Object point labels

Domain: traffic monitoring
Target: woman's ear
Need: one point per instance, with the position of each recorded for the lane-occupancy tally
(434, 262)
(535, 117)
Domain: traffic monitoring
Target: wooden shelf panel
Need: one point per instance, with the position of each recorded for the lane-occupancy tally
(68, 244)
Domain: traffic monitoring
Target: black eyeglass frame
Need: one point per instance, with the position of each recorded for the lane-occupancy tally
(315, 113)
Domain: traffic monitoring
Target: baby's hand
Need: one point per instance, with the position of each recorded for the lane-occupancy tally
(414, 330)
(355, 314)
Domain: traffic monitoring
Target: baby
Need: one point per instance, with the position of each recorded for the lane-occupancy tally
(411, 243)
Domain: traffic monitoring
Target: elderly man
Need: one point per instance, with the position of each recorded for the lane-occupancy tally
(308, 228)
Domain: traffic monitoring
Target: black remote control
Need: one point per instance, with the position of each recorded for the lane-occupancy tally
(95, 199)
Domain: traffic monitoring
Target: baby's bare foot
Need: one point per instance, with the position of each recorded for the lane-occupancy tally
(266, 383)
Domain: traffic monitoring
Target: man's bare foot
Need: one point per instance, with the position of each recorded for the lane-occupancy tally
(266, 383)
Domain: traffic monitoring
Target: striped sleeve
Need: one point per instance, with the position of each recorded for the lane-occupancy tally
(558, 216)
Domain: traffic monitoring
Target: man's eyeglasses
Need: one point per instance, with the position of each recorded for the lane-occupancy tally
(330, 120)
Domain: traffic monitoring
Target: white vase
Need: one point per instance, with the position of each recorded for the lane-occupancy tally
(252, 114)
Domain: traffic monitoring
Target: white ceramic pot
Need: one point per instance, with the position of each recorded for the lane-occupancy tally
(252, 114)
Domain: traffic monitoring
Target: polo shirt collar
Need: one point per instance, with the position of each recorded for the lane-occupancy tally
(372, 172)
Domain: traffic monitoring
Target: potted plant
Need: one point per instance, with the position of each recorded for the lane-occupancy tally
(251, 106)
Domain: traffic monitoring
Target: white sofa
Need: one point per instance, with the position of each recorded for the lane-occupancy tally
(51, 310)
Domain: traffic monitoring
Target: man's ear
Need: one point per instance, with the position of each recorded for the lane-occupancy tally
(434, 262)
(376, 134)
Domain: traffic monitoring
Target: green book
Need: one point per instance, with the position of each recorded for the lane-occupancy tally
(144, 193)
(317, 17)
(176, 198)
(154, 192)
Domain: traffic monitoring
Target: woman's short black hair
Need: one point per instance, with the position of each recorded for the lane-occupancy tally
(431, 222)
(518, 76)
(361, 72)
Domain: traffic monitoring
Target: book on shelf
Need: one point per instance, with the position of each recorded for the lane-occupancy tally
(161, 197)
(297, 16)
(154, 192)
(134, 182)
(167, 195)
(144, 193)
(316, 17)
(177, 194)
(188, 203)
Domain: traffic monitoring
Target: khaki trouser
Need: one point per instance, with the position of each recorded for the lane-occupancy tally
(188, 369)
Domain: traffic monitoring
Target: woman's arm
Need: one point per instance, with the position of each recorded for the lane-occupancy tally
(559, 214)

▶ _Exercise aim_: Repeat the material word for word, in full.

▶ _Exercise solution_:
Domain: traffic monitoring
Target: woman's ear
Need: one point per instance, with the position of each recorded for the lane-occupancy tally
(434, 262)
(535, 117)
Domain: traffic monitoring
Target: wooden shelf panel
Need: one point per instance, with the position of each recorded for the lane-occupancy tally
(68, 244)
Domain: traffic monitoring
Target: black eyeglass frame
Need: one point per instance, with the position of each recorded for the lane-occupancy tally
(315, 113)
Domain: traffic monitoring
Target: baby's hand
Need: one point per instance, with the position of each recorded for the lane-occupancy tally
(414, 330)
(355, 314)
Domain: traffic monitoring
Target: baby
Need: one point per instance, with the position of each recorded for the lane-occupancy tally
(411, 243)
Domain: traffic monitoring
Target: elderly man
Need: one point per instance, with the position of each recorded for the lane-occupancy tally
(308, 228)
Domain: traffic monitoring
Target: black remote control
Need: one point per instance, with the position of each recorded for the lane-occupancy tally
(95, 199)
Domain: traffic monitoring
Target: baby's bare foot
Need: one point per instance, with the position of each recorded for the lane-occupancy tally
(266, 383)
Domain: traffic monitoring
Target: man's bare foot
Need: one point per instance, with the position of each recorded for the lane-occupancy tally
(266, 383)
Domain: traffic monitoring
Target: striped sleeve
Need: one point per instance, with the position of each recorded for the lane-occupancy tally
(558, 216)
Domain: traffic monitoring
Target: man's eyeglasses
Need: one point per instance, with the position of each recorded for the lane-occupancy tally
(330, 120)
Domain: traffic monitoring
Target: white vase
Need: one point per instance, with the position of each recorded for the lane-occupancy tally
(252, 114)
Domain: traffic monitoring
Target: white ceramic pot
Need: one point per instance, with the position of each recorded for the lane-occupancy tally
(252, 114)
Domain: traffic monitoring
Target: polo shirt collar
Need: one point per instance, with the position of each recorded for the lane-occupancy tally
(372, 172)
Domain: traffic monitoring
Target: potted plant
Need: one point per instance, with the position of each recorded for the lane-occupancy tally
(251, 106)
Domain: traffic monitoring
Target: white sofa
Need: one point per instance, with the position of each recorded for the lane-occupancy tally
(51, 310)
Domain: traffic monitoring
Target: man's ear
Need: one point per instance, with the position of each recorded for the lane-occupancy tally
(434, 262)
(376, 134)
Domain: traffic monitoring
Target: green book
Need: one point per instance, with the position of each recorded for the lane-occupancy tally
(144, 193)
(317, 17)
(176, 198)
(154, 192)
Domain: traffic monitoring
Target: woman's short black hair
Need: one point per instance, with the position of each recorded for the lane-occupancy tally
(431, 222)
(518, 76)
(361, 72)
Domain: traffic monitoring
Target: book on shelf
Need: one point per instance, with the position of each recorded for the lane-occupancy tally
(161, 197)
(297, 16)
(154, 192)
(134, 182)
(167, 195)
(144, 193)
(316, 17)
(177, 194)
(188, 203)
Domain: traffic monitoring
Target: khaki trouser
Need: one point per instance, with the position of each recorded for the lane-occupancy tally
(188, 369)
Domain: traffic monitoring
Target: woman's arm
Need: one point per instance, with the position of each recorded for the lane-occupancy tally
(559, 214)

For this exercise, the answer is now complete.